-- Opening Marker --

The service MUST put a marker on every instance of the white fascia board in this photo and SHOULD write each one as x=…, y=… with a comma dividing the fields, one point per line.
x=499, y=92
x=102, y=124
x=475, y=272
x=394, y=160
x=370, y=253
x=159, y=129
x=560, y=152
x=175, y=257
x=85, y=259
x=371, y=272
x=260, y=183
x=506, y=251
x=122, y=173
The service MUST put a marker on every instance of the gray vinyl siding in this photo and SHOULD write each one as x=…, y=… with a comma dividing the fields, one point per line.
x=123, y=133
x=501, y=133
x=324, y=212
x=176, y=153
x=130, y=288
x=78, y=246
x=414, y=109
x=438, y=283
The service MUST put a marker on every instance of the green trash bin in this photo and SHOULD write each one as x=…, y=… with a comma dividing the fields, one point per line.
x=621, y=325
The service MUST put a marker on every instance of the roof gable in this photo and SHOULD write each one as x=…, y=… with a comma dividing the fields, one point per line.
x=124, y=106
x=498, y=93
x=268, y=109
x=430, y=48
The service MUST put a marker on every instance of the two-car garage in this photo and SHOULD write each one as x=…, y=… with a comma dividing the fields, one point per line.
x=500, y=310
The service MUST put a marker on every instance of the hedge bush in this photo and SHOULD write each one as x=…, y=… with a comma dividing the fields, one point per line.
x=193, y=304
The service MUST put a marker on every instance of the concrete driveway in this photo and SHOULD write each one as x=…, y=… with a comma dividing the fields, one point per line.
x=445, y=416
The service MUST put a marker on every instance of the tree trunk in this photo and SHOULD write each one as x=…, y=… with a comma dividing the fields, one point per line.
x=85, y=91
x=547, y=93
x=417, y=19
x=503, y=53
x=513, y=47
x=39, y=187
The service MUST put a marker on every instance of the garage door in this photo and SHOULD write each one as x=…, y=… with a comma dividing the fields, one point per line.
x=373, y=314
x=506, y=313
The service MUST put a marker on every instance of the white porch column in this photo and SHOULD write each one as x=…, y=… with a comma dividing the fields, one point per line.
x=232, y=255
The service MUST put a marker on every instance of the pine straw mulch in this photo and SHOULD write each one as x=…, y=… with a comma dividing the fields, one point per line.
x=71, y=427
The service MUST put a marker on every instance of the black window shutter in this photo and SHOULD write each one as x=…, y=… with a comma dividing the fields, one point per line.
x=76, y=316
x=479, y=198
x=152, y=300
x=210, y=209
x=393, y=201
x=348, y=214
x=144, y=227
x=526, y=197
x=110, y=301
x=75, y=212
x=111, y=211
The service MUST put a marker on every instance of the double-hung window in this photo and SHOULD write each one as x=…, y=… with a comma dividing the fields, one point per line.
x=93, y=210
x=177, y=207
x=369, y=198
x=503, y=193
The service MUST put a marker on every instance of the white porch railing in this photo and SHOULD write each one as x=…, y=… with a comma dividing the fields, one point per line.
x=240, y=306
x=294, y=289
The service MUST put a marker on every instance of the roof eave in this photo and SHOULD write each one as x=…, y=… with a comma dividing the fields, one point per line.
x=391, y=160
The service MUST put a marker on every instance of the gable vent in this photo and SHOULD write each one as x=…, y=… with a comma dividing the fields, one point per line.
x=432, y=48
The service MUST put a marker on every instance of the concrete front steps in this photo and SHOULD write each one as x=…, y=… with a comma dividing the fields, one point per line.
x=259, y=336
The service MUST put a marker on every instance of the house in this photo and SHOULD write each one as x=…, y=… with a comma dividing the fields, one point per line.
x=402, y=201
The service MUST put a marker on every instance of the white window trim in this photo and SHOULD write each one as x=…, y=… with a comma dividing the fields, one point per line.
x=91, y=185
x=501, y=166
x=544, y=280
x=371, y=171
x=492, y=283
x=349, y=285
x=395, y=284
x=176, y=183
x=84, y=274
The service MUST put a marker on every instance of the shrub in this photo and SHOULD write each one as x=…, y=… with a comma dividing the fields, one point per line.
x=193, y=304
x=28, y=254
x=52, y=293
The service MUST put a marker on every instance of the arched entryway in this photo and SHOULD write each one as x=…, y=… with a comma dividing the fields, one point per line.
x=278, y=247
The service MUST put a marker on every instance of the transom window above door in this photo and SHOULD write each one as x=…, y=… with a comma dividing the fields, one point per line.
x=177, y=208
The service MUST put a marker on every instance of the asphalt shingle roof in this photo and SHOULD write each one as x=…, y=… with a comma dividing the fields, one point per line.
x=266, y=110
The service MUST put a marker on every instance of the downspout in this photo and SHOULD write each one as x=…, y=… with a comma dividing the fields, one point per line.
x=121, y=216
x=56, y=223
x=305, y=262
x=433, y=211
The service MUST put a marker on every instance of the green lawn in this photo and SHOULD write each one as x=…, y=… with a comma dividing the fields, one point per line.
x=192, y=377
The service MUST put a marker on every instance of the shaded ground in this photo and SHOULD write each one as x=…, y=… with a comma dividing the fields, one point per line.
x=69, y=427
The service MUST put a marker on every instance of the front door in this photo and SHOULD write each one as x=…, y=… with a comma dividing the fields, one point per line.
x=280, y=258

-- Closing Marker --

### Work to be completed:
Repeat each record verbatim.

### Solution to the exercise:
The service MUST put a marker on every instance of the white fascia board in this photo and SHOULD write each one as x=…, y=… with a comma dividing the fields, one point per line.
x=499, y=92
x=102, y=124
x=475, y=272
x=394, y=160
x=370, y=253
x=159, y=129
x=560, y=152
x=175, y=257
x=85, y=259
x=371, y=272
x=260, y=183
x=506, y=251
x=122, y=173
The service MUST put a marker on every instance of the gray vinyl siding in this photo and SHOULD write each one as x=…, y=… with a comma dividing the fields, one point per line.
x=123, y=133
x=501, y=133
x=324, y=212
x=176, y=153
x=130, y=288
x=78, y=246
x=414, y=109
x=438, y=283
The service MUST put a marker on every instance of the green trash bin in this photo and SHOULD write each one as x=…, y=… with a comma dividing the fields, one point per line.
x=621, y=325
The service MUST put a marker on every instance of the roof gable in this photo and SHOULD write each one as x=…, y=… with a comma dividing the fields, one point per line.
x=124, y=106
x=498, y=93
x=268, y=109
x=430, y=48
The service MUST put a marker on every instance of the two-car garage in this photo and SHOULD write each one as x=…, y=… with a comma dividing the fields, one point per line.
x=500, y=310
The service MUST put a marker on every instance of the hedge bush in this photo and SHOULD write each one as x=…, y=… with a comma dividing the fields, one point per line.
x=193, y=304
The service MUST put a marker on every instance of the concrete driveway in this photo and SHOULD write each one as x=…, y=… with a comma dividing the fields, one point per line.
x=445, y=416
The service MUST put a marker on every instance of the tree trunk in this photo and SHOULD write each one as x=…, y=… with a comma dividing the fields, one point per line.
x=85, y=91
x=547, y=93
x=417, y=19
x=503, y=53
x=513, y=47
x=39, y=187
The service MUST put a marker on every instance of the garage door in this photo and SHOULD write each one as x=…, y=… with a comma dividing the fields, one point per line.
x=373, y=314
x=506, y=313
The service MUST put a marker on every instance of the white porch column in this photo and SHOULD write each one as x=…, y=… with a comma dividing the fields, one point per line.
x=232, y=255
The service MUST put a marker on every instance of the pine straw mulch in this photo and SHOULD write each one as x=…, y=… with a comma dividing the fields, one point per line.
x=71, y=427
The service MUST put a marker on every instance of the black window shutter in this photo and SHOULD write each one as x=…, y=… with a comma dividing the fields, one point per line.
x=76, y=316
x=479, y=198
x=152, y=300
x=210, y=209
x=393, y=201
x=348, y=214
x=144, y=227
x=526, y=197
x=110, y=301
x=75, y=212
x=111, y=211
The service MUST put a marker on every instance of the double-hung window in this photo and SHOULD write each one as x=…, y=… with a comma dividing the fields, one point per line.
x=93, y=210
x=177, y=207
x=369, y=198
x=503, y=193
The service MUST put a marker on every instance of the white porch railing in this photo and SHOULD write each one as x=…, y=… with a comma dividing the fields, one point per line.
x=240, y=306
x=294, y=289
The service MUST put a marker on every instance of the roof eave in this photo and SHOULD write each one as x=…, y=… with a comma dividing the fields, one point per line.
x=391, y=160
The service MUST put a marker on every instance of the gable vent in this photo and SHOULD write each one as x=…, y=… with a comma dividing the fields, one point per line.
x=432, y=48
The service MUST put a marker on every instance of the concrete front steps in this photo and SHOULD write each one as x=…, y=… with a comma dividing the fields, one point per line.
x=259, y=336
The service MUST put a marker on every instance of the house in this photo and SHOULD write each one as x=…, y=… with a comma dividing the fields, one point per line.
x=402, y=201
The service MUST put a marker on every instance of the white window trim in this photo and SHOULD write each one as x=…, y=… with a comma dividing the fields, one point per line.
x=91, y=185
x=501, y=166
x=544, y=280
x=371, y=171
x=492, y=283
x=349, y=285
x=395, y=284
x=176, y=183
x=84, y=274
The service MUST put a marker on every instance of the shrub in this photo and SHOULD write each one as x=…, y=… with a comma dividing the fields, one point per line.
x=193, y=304
x=28, y=254
x=52, y=293
The service MUST put a marker on every instance of the arched entryway in this photo and SHOULD write each one as x=…, y=… with a comma dividing the fields, one point per line.
x=278, y=247
The service MUST put a marker on every instance of the transom window above door in this photo and SHOULD write each one as x=…, y=… with a comma dividing the fields, one point per line.
x=177, y=208
The service MUST put a marker on every instance of the asphalt shingle roof in this photo and SHOULD write each one as x=…, y=… with a comma dividing the fields, one point per line.
x=266, y=110
The service MUST put a marker on every instance of the downspout in this photo and SHOULD write each one as x=…, y=… with a comma dividing the fields, one point per line.
x=121, y=216
x=56, y=223
x=305, y=262
x=433, y=211
The service MUST put a marker on every instance of the green lawn in this photo and SHOULD write each one as x=…, y=… with a comma dividing the fields, one point per line.
x=192, y=377
The service MUST put a marker on every instance of the shaded ground in this photo and SHOULD write each one as x=…, y=… with a comma dividing the fields, one point per line.
x=69, y=427
The service MUST put a marker on every instance of the front door in this photo and SHOULD write each one as x=…, y=… with a comma dividing the fields, one point per line.
x=280, y=258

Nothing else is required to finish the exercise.